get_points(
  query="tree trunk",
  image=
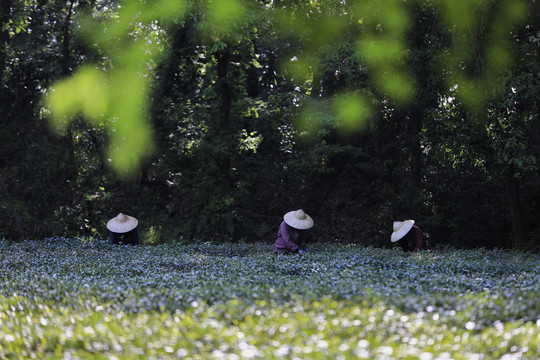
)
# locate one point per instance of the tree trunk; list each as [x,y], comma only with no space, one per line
[516,210]
[65,68]
[415,178]
[5,6]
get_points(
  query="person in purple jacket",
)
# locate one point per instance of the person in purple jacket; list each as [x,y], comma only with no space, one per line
[292,233]
[410,236]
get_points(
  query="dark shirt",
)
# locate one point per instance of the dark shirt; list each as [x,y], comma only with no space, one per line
[414,240]
[289,240]
[131,237]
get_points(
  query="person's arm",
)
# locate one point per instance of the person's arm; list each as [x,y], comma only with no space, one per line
[418,238]
[112,238]
[286,236]
[136,240]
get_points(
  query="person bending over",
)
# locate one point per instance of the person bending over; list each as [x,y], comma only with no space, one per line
[292,237]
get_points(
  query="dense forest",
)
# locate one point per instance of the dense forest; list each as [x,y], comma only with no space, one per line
[208,120]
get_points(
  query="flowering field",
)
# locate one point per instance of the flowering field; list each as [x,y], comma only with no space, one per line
[86,299]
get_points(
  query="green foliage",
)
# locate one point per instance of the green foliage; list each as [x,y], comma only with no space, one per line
[240,300]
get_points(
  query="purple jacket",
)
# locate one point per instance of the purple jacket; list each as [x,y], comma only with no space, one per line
[289,240]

* Exercise: None of the images should be copied, but every entry must be given again exactly.

* Reply:
get_points(
  query="tree trunk",
  image=
)
# locate one point per instance of the tree trunk; list each as [x,y], comma only with no space, one per line
[516,210]
[65,68]
[415,178]
[5,6]
get_points(
  query="person in purple jacket",
)
# locate one point per instance of the person in purple jacket; list each as [x,y], comma only with no space, one per line
[292,233]
[410,236]
get_points(
  query="dark shirt",
)
# locate one point per instance of the dark shirt; list each as [x,y], comma only with no space, one per line
[414,240]
[289,240]
[131,237]
get_points(
  query="person's arm",
)
# locate one point per instance of the person's arm; list each as [x,y], comma only with no space, one per line
[418,238]
[112,238]
[286,236]
[136,240]
get_points(
  query="person bending over",
)
# locate one point per instance of the person bending over; list each as [x,y], comma only with no space, one per line
[292,237]
get_points(
  query="dense forest",
)
# locate one point per instance of the dense forest; list each as [x,y], comma only with no space, one per line
[208,120]
get_points(
  query="flowering field",
)
# locate one point per instance of the flowering field; list each as [x,y], comma only with no space, one per line
[86,299]
get_points(
  query="green foliage",
)
# locate one point per instance of the green foliage; list each as [x,y], comma only with no space, one per line
[240,300]
get_points(
  query="purple jacket",
)
# locate one point per instance of the purple jacket; list each as [x,y], comma only with no space, one per line
[289,240]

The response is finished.